■ **SOURCE DOCUMENT**:
## BEGIN
HPC scheduler can't allocate cores as job requested. RRS feed

  • Question

  • We noticed hpc can't allocate core to the job under certain condition. We think it is hpc scheduler issue and could affect other hpc users not just us. The following test can be easily done to reproduce the issue.

    Test platform
    HPC 2016, windows server 2016 with all recent update on a compute node with 72 cores (4 sockets x 18 cores/socket). This issue also happens on hpc2012R2 update3, windows server 2012R2 on any system over 64 core.

    Test work loader
    We treid both consume.exe from windwos 2003 resoruce kit and intel linpack. Both give us same result.  You can try any command which  can make core busy.

    Test procedure
    1. submit a job request 18 cores.
    2. Wait till 18 core job running and processor busy on first 18cores (from task manager you can see the usage).
    3. submit a job request 36 cores.
## END
■ **INFORMATION PROVIDED**:
## BEGIN
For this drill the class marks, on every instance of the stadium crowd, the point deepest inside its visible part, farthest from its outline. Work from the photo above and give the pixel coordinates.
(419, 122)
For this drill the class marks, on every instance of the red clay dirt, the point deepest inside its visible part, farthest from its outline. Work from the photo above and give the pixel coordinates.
## END
Retype the forum post above about the HPC scheduler failing to allocate requested cores, reproducing every line word for word, including its original spelling.

■ **RESULT OF THIS TASK**:
HPC scheduler can't allocate cores as job requested. RRS feed

  • Question

  • We noticed hpc can't allocate core to the job under certain condition. We think it is hpc scheduler issue and could affect other hpc users not just us. The following test can be easily done to reproduce the issue.

    Test platform
    HPC 2016, windows server 2016 with all recent update on a compute node with 72 cores (4 sockets x 18 cores/socket). This issue also happens on hpc2012R2 update3, windows server 2012R2 on any system over 64 core.

    Test work loader
    We treid both consume.exe from windwos 2003 resoruce kit and intel linpack. Both give us same result.  You can try any command which  can make core busy.

    Test procedure
    1. submit a job request 18 cores.
    2. Wait till 18 core job running and processor busy on first 18cores (from task manager you can see the usage).
    3. submit a job request 36 cores.